### Stated exercise
Please copy the material from its first line through the line containing "49], [187, 47]]", replacing "mask" with "outline" and keeping everything else the same. Leave out the pictures.

[Object outline annotations]
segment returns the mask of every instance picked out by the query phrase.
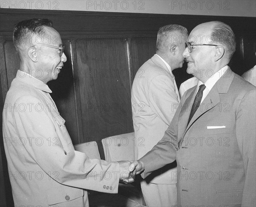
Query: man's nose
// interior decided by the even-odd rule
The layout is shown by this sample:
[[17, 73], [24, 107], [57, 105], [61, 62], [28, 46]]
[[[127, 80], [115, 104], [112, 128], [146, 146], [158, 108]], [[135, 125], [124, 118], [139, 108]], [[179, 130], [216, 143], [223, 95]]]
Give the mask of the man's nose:
[[186, 48], [183, 52], [183, 53], [182, 53], [182, 55], [183, 55], [183, 57], [184, 57], [184, 58], [187, 58], [190, 55], [189, 52], [189, 50], [188, 49], [187, 47]]
[[66, 61], [67, 56], [66, 56], [66, 55], [65, 55], [65, 53], [63, 52], [63, 53], [62, 53], [62, 55], [61, 55], [61, 62], [63, 62], [64, 63]]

### Solution
segment returns the outline of every instance picked out by the query phrase.
Query: man's nose
// interior decided by the even-odd rule
The layout is shown by this sample:
[[17, 73], [24, 107], [57, 105], [61, 62], [28, 46]]
[[[127, 80], [115, 104], [112, 128], [146, 146], [158, 108]], [[135, 125], [124, 118], [139, 108]], [[179, 130], [216, 143], [223, 95]]]
Give the outline of the man's nose:
[[186, 48], [183, 52], [183, 53], [182, 53], [182, 55], [183, 55], [183, 57], [184, 57], [184, 58], [187, 58], [190, 55], [189, 52], [189, 50], [188, 49], [187, 47]]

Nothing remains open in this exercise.